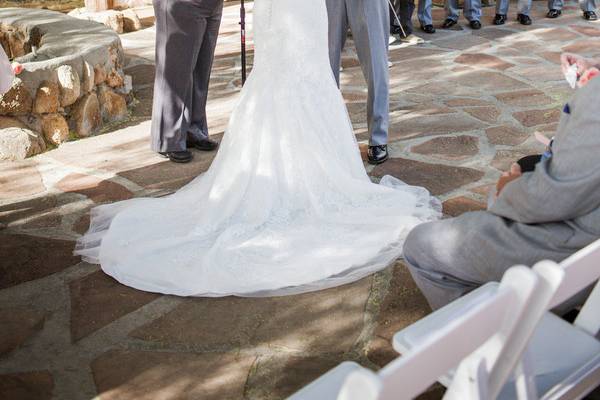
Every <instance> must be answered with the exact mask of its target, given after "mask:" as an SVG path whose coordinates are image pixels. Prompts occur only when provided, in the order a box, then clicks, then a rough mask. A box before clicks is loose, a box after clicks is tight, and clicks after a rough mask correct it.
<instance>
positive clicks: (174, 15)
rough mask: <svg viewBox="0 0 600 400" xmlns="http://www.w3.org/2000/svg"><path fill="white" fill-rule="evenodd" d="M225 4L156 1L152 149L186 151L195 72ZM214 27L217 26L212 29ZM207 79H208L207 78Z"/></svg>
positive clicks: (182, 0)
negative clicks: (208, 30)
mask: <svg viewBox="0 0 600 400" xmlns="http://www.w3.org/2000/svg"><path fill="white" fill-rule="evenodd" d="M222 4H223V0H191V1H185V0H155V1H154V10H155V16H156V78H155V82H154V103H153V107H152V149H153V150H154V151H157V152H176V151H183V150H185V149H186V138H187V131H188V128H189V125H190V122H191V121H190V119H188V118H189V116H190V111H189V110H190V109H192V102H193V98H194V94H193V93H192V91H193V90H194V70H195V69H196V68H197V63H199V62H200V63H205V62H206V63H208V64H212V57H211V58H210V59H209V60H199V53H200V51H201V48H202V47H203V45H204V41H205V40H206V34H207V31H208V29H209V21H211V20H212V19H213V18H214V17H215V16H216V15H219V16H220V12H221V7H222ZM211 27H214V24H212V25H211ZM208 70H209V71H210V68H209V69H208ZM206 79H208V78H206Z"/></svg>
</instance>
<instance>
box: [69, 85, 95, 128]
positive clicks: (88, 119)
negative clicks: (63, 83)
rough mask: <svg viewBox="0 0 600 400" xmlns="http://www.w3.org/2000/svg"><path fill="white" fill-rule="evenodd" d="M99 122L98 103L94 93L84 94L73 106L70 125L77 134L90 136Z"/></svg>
......
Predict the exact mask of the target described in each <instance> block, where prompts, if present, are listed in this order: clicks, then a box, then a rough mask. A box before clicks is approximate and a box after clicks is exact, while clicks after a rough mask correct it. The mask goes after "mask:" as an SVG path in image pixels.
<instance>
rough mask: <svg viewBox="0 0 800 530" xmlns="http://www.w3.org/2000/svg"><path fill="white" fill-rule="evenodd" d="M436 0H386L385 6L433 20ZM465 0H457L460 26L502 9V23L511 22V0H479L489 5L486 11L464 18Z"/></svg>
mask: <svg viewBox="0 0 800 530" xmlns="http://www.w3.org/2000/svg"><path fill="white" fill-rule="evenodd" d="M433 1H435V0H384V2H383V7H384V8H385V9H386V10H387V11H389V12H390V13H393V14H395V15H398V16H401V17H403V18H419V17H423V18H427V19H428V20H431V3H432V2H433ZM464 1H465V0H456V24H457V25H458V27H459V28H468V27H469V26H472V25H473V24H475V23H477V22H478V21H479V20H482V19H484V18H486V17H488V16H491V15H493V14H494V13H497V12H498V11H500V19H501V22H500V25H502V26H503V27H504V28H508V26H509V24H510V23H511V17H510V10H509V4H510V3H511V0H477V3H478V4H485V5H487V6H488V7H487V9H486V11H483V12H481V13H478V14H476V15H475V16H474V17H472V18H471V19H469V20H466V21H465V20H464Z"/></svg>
......
### Activity
All lines above from the one with "</instance>" to the one with "122L98 103L94 93L84", inclusive, should be copied exactly, and no other lines.

### Solution to this exercise
</instance>
<instance>
box: [69, 85, 95, 128]
positive clicks: (88, 119)
negative clicks: (63, 83)
rough mask: <svg viewBox="0 0 600 400" xmlns="http://www.w3.org/2000/svg"><path fill="white" fill-rule="evenodd" d="M99 122L98 103L94 93L84 94L73 106L70 125L77 134L90 136Z"/></svg>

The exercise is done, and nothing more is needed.